--- Description of the task ---
Reproduce all of the records below verbatim, but leave the pictures out.

## Start Dataset

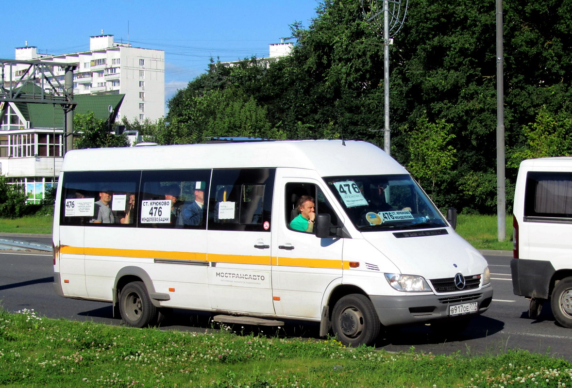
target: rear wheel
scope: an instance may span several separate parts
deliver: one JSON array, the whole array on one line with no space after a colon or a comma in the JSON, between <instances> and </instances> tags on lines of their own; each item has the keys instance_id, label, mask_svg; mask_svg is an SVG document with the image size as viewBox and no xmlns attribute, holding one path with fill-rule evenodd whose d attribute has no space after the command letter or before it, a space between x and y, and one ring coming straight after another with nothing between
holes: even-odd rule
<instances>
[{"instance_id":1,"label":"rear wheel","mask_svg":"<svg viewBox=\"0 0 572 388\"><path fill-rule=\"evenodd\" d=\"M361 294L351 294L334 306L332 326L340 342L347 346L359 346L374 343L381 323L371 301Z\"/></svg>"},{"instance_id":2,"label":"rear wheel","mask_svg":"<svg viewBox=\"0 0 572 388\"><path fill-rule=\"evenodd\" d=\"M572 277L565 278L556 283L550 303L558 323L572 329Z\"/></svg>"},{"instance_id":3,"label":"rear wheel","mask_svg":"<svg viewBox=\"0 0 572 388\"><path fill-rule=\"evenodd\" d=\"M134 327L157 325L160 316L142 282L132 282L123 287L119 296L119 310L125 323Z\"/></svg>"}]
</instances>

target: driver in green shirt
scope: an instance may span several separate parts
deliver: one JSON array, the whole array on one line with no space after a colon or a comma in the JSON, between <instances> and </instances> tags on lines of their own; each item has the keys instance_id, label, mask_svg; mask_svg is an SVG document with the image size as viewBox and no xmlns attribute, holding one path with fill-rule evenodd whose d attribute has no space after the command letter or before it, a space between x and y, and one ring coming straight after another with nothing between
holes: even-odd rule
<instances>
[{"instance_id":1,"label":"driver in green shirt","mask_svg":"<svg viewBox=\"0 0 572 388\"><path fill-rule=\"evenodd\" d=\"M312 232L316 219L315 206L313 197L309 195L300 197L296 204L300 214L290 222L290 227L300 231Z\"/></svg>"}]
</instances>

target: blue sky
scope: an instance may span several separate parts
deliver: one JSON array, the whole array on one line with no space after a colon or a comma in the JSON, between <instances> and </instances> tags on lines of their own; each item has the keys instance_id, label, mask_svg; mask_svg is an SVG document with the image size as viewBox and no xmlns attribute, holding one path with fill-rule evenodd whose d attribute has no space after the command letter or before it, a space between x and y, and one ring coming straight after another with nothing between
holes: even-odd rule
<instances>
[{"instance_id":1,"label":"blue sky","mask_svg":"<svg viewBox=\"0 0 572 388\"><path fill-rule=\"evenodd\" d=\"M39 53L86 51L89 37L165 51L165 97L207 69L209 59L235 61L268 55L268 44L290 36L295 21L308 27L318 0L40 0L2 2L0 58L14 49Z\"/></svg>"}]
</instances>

## End Dataset

--- Exercise result ---
target: rear wheel
scope: an instance may span several separate parts
deliver: one JSON array, the whole array on one line with no space after a colon or a comma in the JSON, between <instances> and </instances> tags on lines of their own; each item has the keys instance_id, label, mask_svg; mask_svg is an SVG document with the image size as viewBox and no xmlns attribute, holding one path with fill-rule evenodd whose d attribute has no space after the command letter or before it, a space between x and y, and one ring coming straight after another with nothing between
holes: even-odd rule
<instances>
[{"instance_id":1,"label":"rear wheel","mask_svg":"<svg viewBox=\"0 0 572 388\"><path fill-rule=\"evenodd\" d=\"M361 294L351 294L334 306L332 326L340 342L347 346L359 346L374 343L381 323L371 301Z\"/></svg>"},{"instance_id":2,"label":"rear wheel","mask_svg":"<svg viewBox=\"0 0 572 388\"><path fill-rule=\"evenodd\" d=\"M572 277L565 278L556 283L550 303L558 323L572 329Z\"/></svg>"},{"instance_id":3,"label":"rear wheel","mask_svg":"<svg viewBox=\"0 0 572 388\"><path fill-rule=\"evenodd\" d=\"M134 327L157 325L160 316L142 282L132 282L123 287L119 296L119 310L125 323Z\"/></svg>"}]
</instances>

target: driver in green shirt
scope: an instance may span several separate parts
deliver: one JSON array, the whole array on one line with no space after a colon or a comma in the JSON, between <instances> and </instances> tags on lines of their own; each item has the keys instance_id, label, mask_svg; mask_svg is an SVG document with the image size as viewBox and no xmlns attribute, holding one path with fill-rule evenodd whose d attribute has no space after the command letter or before it, a space between x and y, and one ring coming straight after another with nothing between
holes: even-odd rule
<instances>
[{"instance_id":1,"label":"driver in green shirt","mask_svg":"<svg viewBox=\"0 0 572 388\"><path fill-rule=\"evenodd\" d=\"M312 232L316 219L315 206L313 197L309 195L300 197L296 204L300 214L290 222L290 227L300 231Z\"/></svg>"}]
</instances>

target: blue sky
scope: an instance may span several separate parts
deliver: one JSON array, the whole array on one line with no space after a colon or a comma in the JSON, between <instances> and </instances> tags on lines of their own; each item has the keys instance_id, label, mask_svg; mask_svg is an SVG document with the image size as viewBox and no xmlns attribute, holding one path with fill-rule evenodd whose d attribute has no space after the command letter or before it, a space between x and y, and one ring coming straight after another with nothing between
holes: even-odd rule
<instances>
[{"instance_id":1,"label":"blue sky","mask_svg":"<svg viewBox=\"0 0 572 388\"><path fill-rule=\"evenodd\" d=\"M39 53L86 51L89 37L165 51L165 97L207 69L209 59L235 61L268 55L268 44L290 36L295 21L308 27L318 0L40 0L2 2L0 58L14 49Z\"/></svg>"}]
</instances>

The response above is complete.